[Start The data]

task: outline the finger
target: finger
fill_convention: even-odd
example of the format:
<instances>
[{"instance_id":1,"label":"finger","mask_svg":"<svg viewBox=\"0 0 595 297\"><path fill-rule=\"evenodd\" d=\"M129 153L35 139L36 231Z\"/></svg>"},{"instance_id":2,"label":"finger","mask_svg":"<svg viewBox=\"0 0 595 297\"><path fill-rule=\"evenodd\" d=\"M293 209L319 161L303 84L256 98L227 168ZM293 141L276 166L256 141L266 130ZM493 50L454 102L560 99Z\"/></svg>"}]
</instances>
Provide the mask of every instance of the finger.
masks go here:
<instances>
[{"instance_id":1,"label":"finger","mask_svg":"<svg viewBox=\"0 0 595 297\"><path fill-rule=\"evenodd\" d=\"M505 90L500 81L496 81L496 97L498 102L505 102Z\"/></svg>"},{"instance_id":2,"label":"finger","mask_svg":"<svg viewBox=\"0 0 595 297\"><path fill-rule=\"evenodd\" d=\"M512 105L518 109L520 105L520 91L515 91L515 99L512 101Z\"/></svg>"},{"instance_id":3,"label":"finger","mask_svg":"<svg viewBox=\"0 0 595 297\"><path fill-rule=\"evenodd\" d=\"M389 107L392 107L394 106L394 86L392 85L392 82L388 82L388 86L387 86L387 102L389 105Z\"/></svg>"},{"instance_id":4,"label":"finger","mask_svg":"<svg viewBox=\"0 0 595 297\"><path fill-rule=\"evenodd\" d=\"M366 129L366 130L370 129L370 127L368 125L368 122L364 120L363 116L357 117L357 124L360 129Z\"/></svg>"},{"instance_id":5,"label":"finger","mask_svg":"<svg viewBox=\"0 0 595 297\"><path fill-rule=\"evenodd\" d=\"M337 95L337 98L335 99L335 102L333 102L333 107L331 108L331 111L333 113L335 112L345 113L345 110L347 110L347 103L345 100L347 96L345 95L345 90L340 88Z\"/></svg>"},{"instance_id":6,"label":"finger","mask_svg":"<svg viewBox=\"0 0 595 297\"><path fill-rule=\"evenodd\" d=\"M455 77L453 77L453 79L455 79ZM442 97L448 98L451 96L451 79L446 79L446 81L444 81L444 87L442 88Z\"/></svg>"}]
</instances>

[End The data]

Express the lines above as a two-column CSV with the header request,response and one row per request. Put each request's text and its answer in a single double-quoted field, with line breaks replaced by spaces.

request,response
"task: outline the finger target: finger fill_convention: even-odd example of the format: <instances> [{""instance_id"":1,""label"":""finger"",""mask_svg"":""<svg viewBox=\""0 0 595 297\""><path fill-rule=\""evenodd\"" d=\""M129 153L35 139L36 231Z\""/></svg>""},{""instance_id"":2,""label"":""finger"",""mask_svg"":""<svg viewBox=\""0 0 595 297\""><path fill-rule=\""evenodd\"" d=\""M293 209L319 161L303 84L256 98L227 168ZM293 141L276 166L256 141L266 130ZM493 50L454 102L560 99Z\""/></svg>""}] </instances> Provide the mask of every instance of the finger. masks go here:","<instances> [{""instance_id"":1,""label"":""finger"",""mask_svg"":""<svg viewBox=\""0 0 595 297\""><path fill-rule=\""evenodd\"" d=\""M505 90L500 81L496 81L496 97L498 102L505 102Z\""/></svg>""},{""instance_id"":2,""label"":""finger"",""mask_svg"":""<svg viewBox=\""0 0 595 297\""><path fill-rule=\""evenodd\"" d=\""M512 105L518 109L520 105L520 91L515 91L515 99L512 101Z\""/></svg>""},{""instance_id"":3,""label"":""finger"",""mask_svg"":""<svg viewBox=\""0 0 595 297\""><path fill-rule=\""evenodd\"" d=\""M389 107L392 107L394 106L394 86L392 85L392 82L388 82L388 86L387 86L387 102L389 105Z\""/></svg>""},{""instance_id"":4,""label"":""finger"",""mask_svg"":""<svg viewBox=\""0 0 595 297\""><path fill-rule=\""evenodd\"" d=\""M366 129L366 130L370 129L370 127L368 125L368 122L364 120L363 116L357 117L357 124L360 129Z\""/></svg>""},{""instance_id"":5,""label"":""finger"",""mask_svg"":""<svg viewBox=\""0 0 595 297\""><path fill-rule=\""evenodd\"" d=\""M337 95L337 98L335 99L335 102L333 102L333 107L331 108L331 111L333 113L335 112L345 113L345 110L347 110L347 103L345 100L347 96L345 95L345 90L340 88Z\""/></svg>""},{""instance_id"":6,""label"":""finger"",""mask_svg"":""<svg viewBox=\""0 0 595 297\""><path fill-rule=\""evenodd\"" d=\""M455 77L453 77L453 79L455 79ZM442 97L448 98L451 96L451 79L446 79L446 81L444 81L444 87L442 88Z\""/></svg>""}] </instances>"